Work to be completed ->
Only the closing stretch of the material belongs in the answer: the line containing "Target: man in suit" and every line after it, copied exactly.

Task material ->

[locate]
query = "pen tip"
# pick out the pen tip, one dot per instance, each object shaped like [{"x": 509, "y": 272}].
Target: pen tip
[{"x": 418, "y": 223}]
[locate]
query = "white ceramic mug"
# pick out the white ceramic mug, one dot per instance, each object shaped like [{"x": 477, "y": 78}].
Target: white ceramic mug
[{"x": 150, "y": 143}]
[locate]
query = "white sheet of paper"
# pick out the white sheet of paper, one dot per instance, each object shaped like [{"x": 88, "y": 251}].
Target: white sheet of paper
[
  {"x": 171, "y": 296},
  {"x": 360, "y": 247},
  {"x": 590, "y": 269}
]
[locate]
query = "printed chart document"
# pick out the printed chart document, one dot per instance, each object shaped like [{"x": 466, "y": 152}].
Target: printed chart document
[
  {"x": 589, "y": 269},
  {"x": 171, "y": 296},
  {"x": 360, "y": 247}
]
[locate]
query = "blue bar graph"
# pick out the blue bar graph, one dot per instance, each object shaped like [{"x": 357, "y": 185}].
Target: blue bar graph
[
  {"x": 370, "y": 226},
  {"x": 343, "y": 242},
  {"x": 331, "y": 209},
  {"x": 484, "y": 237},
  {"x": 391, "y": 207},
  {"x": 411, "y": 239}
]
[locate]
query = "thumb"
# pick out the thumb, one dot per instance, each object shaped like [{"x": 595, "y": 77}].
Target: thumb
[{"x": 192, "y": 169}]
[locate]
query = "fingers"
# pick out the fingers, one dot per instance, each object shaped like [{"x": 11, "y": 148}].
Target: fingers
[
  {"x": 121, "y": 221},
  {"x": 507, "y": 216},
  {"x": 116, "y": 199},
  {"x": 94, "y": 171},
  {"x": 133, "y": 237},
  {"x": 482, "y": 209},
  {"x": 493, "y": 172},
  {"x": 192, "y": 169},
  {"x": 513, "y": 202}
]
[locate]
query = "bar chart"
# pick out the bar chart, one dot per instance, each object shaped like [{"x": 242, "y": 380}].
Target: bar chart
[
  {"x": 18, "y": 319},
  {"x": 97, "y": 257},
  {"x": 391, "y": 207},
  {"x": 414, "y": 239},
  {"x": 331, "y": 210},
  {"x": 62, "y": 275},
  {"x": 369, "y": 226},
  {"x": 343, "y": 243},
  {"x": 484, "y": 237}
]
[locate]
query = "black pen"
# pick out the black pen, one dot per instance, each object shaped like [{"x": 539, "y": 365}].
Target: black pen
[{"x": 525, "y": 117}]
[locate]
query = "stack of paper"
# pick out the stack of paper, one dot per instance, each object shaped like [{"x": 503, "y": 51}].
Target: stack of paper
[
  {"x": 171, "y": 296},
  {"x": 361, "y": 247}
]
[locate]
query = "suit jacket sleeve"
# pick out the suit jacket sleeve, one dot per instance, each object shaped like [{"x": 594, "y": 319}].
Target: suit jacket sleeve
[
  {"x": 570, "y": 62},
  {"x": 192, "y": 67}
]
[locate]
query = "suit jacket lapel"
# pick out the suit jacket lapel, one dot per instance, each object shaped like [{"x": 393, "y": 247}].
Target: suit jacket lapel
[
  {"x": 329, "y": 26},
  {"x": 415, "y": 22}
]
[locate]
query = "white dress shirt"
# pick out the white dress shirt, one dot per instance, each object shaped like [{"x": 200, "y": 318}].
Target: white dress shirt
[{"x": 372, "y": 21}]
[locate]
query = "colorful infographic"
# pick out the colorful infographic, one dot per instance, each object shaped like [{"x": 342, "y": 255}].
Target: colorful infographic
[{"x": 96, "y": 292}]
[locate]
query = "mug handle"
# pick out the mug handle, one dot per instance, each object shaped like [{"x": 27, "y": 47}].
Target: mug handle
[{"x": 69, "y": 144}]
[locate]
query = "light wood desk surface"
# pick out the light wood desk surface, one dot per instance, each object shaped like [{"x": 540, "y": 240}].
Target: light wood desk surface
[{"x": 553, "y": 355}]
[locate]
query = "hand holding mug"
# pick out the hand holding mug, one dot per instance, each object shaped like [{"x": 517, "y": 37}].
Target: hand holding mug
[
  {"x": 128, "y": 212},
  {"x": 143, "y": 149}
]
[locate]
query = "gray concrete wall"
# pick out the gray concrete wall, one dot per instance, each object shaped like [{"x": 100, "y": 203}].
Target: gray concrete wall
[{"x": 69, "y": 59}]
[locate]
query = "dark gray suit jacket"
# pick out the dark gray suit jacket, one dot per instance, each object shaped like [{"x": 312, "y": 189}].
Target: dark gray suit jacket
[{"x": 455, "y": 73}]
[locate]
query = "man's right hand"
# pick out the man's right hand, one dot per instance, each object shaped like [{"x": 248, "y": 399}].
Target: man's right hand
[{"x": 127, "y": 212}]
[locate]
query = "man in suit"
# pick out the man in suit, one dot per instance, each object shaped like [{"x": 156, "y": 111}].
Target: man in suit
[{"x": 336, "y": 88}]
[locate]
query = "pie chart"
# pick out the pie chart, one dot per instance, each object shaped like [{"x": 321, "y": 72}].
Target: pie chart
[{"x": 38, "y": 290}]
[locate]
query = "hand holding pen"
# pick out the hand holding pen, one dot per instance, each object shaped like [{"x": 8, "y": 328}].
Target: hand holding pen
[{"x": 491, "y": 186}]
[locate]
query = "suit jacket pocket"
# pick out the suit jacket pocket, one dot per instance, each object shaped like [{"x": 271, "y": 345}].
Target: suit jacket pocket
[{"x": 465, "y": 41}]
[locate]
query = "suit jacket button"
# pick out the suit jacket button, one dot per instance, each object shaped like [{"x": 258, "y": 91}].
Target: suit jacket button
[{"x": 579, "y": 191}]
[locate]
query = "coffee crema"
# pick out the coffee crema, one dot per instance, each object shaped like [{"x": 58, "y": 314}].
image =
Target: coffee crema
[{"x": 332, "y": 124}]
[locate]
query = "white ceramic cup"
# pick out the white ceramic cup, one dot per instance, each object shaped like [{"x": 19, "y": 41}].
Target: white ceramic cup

Task solution ->
Target: man in suit
[{"x": 336, "y": 88}]
[locate]
query = "pie chart"
# pick out the pie chart, one dot per instance, each object shaped like [{"x": 321, "y": 72}].
Target: pie chart
[{"x": 38, "y": 290}]
[locate]
query = "hand holding pen"
# pick out the hand holding pen, one dot per instance, each object shaped like [{"x": 8, "y": 328}].
Target: hand holding pen
[{"x": 491, "y": 186}]
[locate]
query = "suit jacket pocket"
# pick out the suit jacket pocket, one dot per instance, each object shaped like [{"x": 271, "y": 345}].
Target: suit jacket pocket
[{"x": 465, "y": 41}]
[locate]
query = "suit jacket button"
# pick out the suit jacket button, one dot per instance, each object shaped like [{"x": 258, "y": 91}].
Target: suit jacket button
[{"x": 579, "y": 191}]
[locate]
query = "coffee crema"
# pick out the coffee crema, one dot per instance, each object shaped like [{"x": 58, "y": 314}].
image =
Target: coffee crema
[{"x": 332, "y": 124}]
[locate]
query = "white ceramic cup"
# pick out the white ceramic cup, one dot per instance, each object shaped like [{"x": 19, "y": 41}].
Target: white ceramic cup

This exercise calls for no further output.